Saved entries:
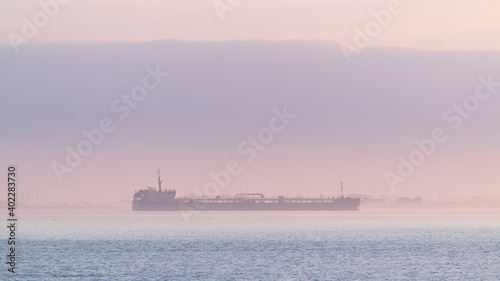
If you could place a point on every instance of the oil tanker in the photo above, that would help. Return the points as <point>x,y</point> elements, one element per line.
<point>152,199</point>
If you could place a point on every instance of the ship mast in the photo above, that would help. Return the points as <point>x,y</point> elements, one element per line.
<point>159,180</point>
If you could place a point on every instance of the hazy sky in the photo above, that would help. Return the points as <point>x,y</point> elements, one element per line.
<point>427,24</point>
<point>352,120</point>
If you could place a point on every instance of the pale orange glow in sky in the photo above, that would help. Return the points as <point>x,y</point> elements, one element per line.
<point>447,24</point>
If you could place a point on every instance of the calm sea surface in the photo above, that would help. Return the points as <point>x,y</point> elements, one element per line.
<point>118,244</point>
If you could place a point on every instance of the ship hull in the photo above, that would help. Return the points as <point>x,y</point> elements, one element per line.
<point>346,204</point>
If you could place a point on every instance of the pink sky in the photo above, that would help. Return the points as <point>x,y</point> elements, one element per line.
<point>353,119</point>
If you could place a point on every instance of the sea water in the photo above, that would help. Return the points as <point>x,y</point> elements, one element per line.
<point>119,244</point>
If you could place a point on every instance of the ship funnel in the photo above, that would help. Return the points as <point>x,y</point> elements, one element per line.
<point>159,180</point>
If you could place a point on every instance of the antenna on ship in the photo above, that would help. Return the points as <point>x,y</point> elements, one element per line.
<point>159,180</point>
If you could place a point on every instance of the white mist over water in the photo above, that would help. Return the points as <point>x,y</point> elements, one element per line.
<point>114,244</point>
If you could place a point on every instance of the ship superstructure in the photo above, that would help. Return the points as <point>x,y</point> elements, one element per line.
<point>164,200</point>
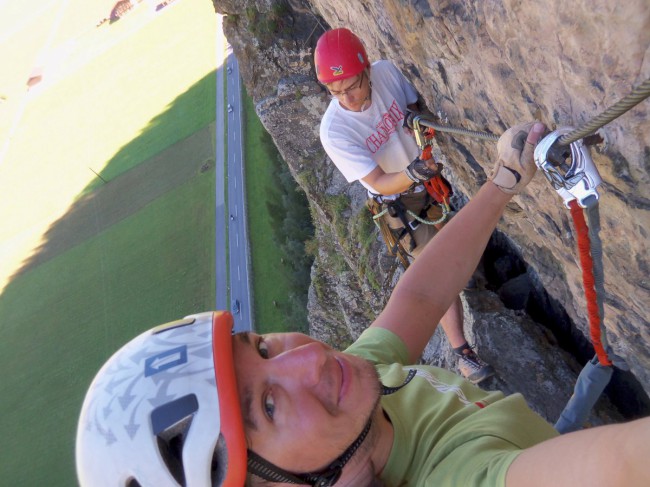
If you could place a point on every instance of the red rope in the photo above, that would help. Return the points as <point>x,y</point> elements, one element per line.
<point>587,265</point>
<point>435,186</point>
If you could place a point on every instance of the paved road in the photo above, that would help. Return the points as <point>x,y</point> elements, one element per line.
<point>238,229</point>
<point>234,218</point>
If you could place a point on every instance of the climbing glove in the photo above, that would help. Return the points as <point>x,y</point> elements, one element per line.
<point>419,171</point>
<point>516,166</point>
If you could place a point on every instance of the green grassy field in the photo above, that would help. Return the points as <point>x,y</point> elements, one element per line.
<point>271,277</point>
<point>88,263</point>
<point>109,259</point>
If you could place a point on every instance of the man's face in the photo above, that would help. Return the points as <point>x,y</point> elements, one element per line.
<point>352,93</point>
<point>303,402</point>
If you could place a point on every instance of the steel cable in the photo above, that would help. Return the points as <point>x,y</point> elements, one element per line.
<point>637,95</point>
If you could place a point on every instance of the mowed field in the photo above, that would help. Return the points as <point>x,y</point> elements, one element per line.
<point>88,263</point>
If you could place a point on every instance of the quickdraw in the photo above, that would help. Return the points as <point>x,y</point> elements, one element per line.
<point>437,186</point>
<point>577,182</point>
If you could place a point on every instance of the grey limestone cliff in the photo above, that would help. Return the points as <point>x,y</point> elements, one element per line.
<point>482,66</point>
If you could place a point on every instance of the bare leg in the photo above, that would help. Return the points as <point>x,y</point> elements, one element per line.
<point>452,323</point>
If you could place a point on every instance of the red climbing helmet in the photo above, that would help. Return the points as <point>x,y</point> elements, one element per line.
<point>339,55</point>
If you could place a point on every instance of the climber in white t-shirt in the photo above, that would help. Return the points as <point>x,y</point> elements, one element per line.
<point>363,133</point>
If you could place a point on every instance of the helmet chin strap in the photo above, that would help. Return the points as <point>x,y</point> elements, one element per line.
<point>327,477</point>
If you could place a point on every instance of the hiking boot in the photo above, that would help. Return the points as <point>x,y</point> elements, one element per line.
<point>472,367</point>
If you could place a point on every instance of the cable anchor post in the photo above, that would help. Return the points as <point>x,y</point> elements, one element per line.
<point>570,170</point>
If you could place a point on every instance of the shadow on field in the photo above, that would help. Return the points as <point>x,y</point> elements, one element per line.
<point>166,154</point>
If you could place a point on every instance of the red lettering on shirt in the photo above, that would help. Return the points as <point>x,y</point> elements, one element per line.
<point>386,126</point>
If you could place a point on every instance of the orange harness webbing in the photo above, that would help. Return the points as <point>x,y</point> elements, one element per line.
<point>436,186</point>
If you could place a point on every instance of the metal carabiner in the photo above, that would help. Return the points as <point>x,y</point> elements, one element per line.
<point>575,181</point>
<point>418,131</point>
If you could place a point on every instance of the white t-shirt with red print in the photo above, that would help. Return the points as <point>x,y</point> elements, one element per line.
<point>358,142</point>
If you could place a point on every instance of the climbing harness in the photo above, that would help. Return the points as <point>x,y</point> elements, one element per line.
<point>564,159</point>
<point>437,188</point>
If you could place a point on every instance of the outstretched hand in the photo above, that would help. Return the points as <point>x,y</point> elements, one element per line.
<point>516,166</point>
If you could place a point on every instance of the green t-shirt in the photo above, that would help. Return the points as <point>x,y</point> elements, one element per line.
<point>448,432</point>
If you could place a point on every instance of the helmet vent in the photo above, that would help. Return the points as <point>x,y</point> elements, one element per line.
<point>219,465</point>
<point>170,423</point>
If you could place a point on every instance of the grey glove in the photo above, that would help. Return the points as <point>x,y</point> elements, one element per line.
<point>516,166</point>
<point>418,171</point>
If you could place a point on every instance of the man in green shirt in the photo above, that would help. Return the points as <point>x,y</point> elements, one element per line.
<point>187,404</point>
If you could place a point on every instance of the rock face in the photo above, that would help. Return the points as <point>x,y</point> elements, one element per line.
<point>482,66</point>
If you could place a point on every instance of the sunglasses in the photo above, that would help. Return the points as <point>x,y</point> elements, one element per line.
<point>353,87</point>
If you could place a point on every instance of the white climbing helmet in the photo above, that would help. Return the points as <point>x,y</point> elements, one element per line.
<point>164,411</point>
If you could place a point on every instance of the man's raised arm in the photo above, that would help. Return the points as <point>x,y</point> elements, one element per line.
<point>428,287</point>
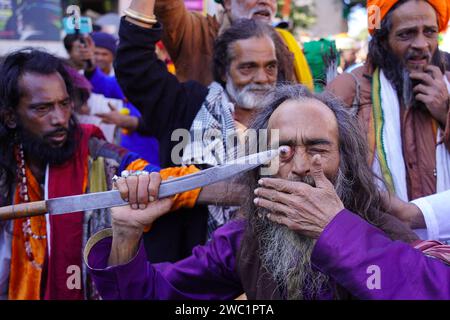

PROBLEM DETAILS: Could you turn every line of the rows above into a numbered list, skipping any blank lines and leaving the pictures out?

CORRECT OUTPUT:
1. If you could place a point on every instance of the oil tanker in the photo above, that would help. Return the points as <point>x,y</point> elements, one element per line.
2. <point>152,199</point>
3. If you could place a point on every instance of the ship mast in the photo above, that would help. Return the points as <point>x,y</point> elements, one element per line.
4. <point>159,180</point>
5. If you could place a point on every instance of the hazy sky in the photo above, that would help. Return the points as <point>x,y</point> elements, one element per line.
6. <point>427,24</point>
7. <point>352,120</point>
8. If you could place a point on every instance of the pale orange glow in sky in the photo above, that would help. Return the points as <point>x,y</point> elements, one element per line.
9. <point>447,24</point>
10. If you could place a point on every instance of the calm sea surface in the photo above, that would help. Return the points as <point>x,y</point> elements, one element per line.
11. <point>118,244</point>
12. If you could place a point on every instance of the ship hull in the photo above, that would help. Return the points as <point>x,y</point> elements, one element per line.
13. <point>346,204</point>
14. If you could place a point on every instance of the pink sky in the photo above, that would help. Return the points as <point>x,y</point> elements, one element per line.
15. <point>353,119</point>
16. If you could place a point on every instance of the sea water in the photo above, that would help. Return the points as <point>x,y</point> elements, one element per line.
17. <point>119,244</point>
18. If you could place a point on every instance of the ship funnel in the photo above, that would help. Return the points as <point>x,y</point> elements, one element per line.
19. <point>159,180</point>
20. If you could place a point on every instance of the antenna on ship in the photo above, that would help. Return the points as <point>x,y</point> elements, one element per line.
21. <point>159,180</point>
22. If you could place a point on every instance of the white mist over water in the photo above, that would help. Return the points as <point>x,y</point> elements, one element per line.
23. <point>114,244</point>
24. If you could place a point on every instance of the ship superstructure in the photo above, that would help. Return the points as <point>x,y</point> elements, one element per line.
25. <point>164,200</point>
26. If you could place a point on every instance of the red rope in the photo above, that would help. Return the points as <point>x,y</point> elements, one element per line.
27. <point>587,265</point>
28. <point>435,186</point>
29. If you could place a point on every instance of the paved road in the photo above, that would help. Return the points as <point>x,y</point> elements, one element per line.
30. <point>238,229</point>
31. <point>234,218</point>
32. If you could place a point on every instance of the climbing glove in the photo above, that would help. Return the points as <point>x,y</point> elements, one element per line.
33. <point>419,171</point>
34. <point>516,166</point>
35. If you could place a point on every instance of the green grassy field in the photo above, that would help. Return the points as <point>x,y</point> elements, one element per line.
36. <point>271,277</point>
37. <point>88,263</point>
38. <point>109,259</point>
39. If you could place a point on every instance of the man's face in the photo above, that would help. Return the points as <point>x,y</point> elements, one element per line.
40. <point>352,93</point>
41. <point>303,402</point>
42. If you could place a point on every instance of the steel cable in the photo above, that would help. Return the points as <point>x,y</point> elements, one element per line.
43. <point>637,95</point>
44. If you could place a point on every instance of the mowed field in the photo above, that would help. Return the points as <point>x,y</point> elements, one element per line.
45. <point>88,263</point>
46. If you could place a point on every instance of the quickdraw in the photo above, that would help. Return the points as <point>x,y</point> elements, one element per line.
47. <point>437,186</point>
48. <point>577,182</point>
49. If you could place a point on every instance of the grey limestone cliff in the photo above, that would help. Return the points as <point>x,y</point> elements, one element per line.
50. <point>482,66</point>
51. If you could place a point on every instance of the bare leg in the photo above, that would help. Return the points as <point>x,y</point> elements, one element per line.
52. <point>452,323</point>
53. If you could place a point on every instance of the red climbing helmet in the photo above, that would help. Return the points as <point>x,y</point> elements, one element per line.
54. <point>339,55</point>
55. If you could place a point on every instance of the climber in white t-shirt in the photo above, that would help. Return the points as <point>x,y</point> elements, one element per line.
56. <point>363,133</point>
57. If you could place a point on every instance of the helmet chin strap in the photo above, that would help. Return the points as <point>x,y</point> elements, one element per line.
58. <point>327,477</point>
59. If you could place a point on every instance of the hiking boot in the photo above, that would help. Return the points as <point>x,y</point> elements, one element per line.
60. <point>472,367</point>
61. If you could place a point on every instance of the cable anchor post in the photo above, that would help. Return the points as <point>x,y</point> elements, one element per line.
62. <point>570,170</point>
63. If you could place a point on every instance of the shadow on field in the photo above, that would help. Return the points as <point>x,y</point> elements, one element per line.
64. <point>166,154</point>
65. If you could place a point on every instance of the red lettering on shirt in the photo above, that would help. Return the points as <point>x,y</point> elements, one element per line.
66. <point>386,126</point>
67. If you could place a point on every instance of the orange harness webbing in the photo above, that would help. Return the points as <point>x,y</point> elements, one element per line.
68. <point>436,186</point>
69. If you could place a point on every instance of the metal carabiner in the photo above, that would help. Return the points as <point>x,y</point> elements, one element per line.
70. <point>575,181</point>
71. <point>418,131</point>
72. If you could place a point on every instance of the white t-shirt with red print in the photo above, that would help. Return the points as <point>x,y</point> elements, one element per line.
73. <point>358,142</point>
74. If you could place a point on every instance of the climbing harness in the photo above, that would help. Return the points as <point>x,y</point> elements, one element per line.
75. <point>564,159</point>
76. <point>437,188</point>
77. If you could place a point on every instance of the outstretched hand in the photo above, that would help. Return the points as <point>x,y</point> elements, one element per line.
78. <point>516,166</point>
79. If you could place a point on every instance of the green t-shirt in the photo above, that would help. Return the points as <point>x,y</point> elements, one element per line.
80. <point>448,432</point>
81. If you could place a point on every instance of the helmet vent in the photo above, that would help. Return the points as <point>x,y</point> elements, one element per line.
82. <point>219,465</point>
83. <point>170,423</point>
84. If you could place a point on every instance of the grey glove in the photo above, that would help. Return the points as <point>x,y</point> elements, one element per line.
85. <point>516,166</point>
86. <point>418,171</point>
87. If you could place a point on every instance of the man in green shirt in the photo above, that would help. Return the points as <point>x,y</point> elements, one element per line.
88. <point>187,404</point>
89. If you could place a point on every instance of the rock face in the photo above, that would help. Return the points as <point>x,y</point> elements, one element per line.
90. <point>482,66</point>
91. If you could place a point on every instance of the sunglasses in the photo above, that would help. Return the points as <point>x,y</point> elements, one element per line.
92. <point>353,87</point>
93. If you could place a point on every instance of the white climbing helmet in the photo above, that would help. Return the points as <point>x,y</point> elements, one element per line.
94. <point>164,411</point>
95. If you could place a point on every instance of the man's raised arm in the photo above, that would help. Return the points as <point>x,y</point> elements, one element per line.
96. <point>428,287</point>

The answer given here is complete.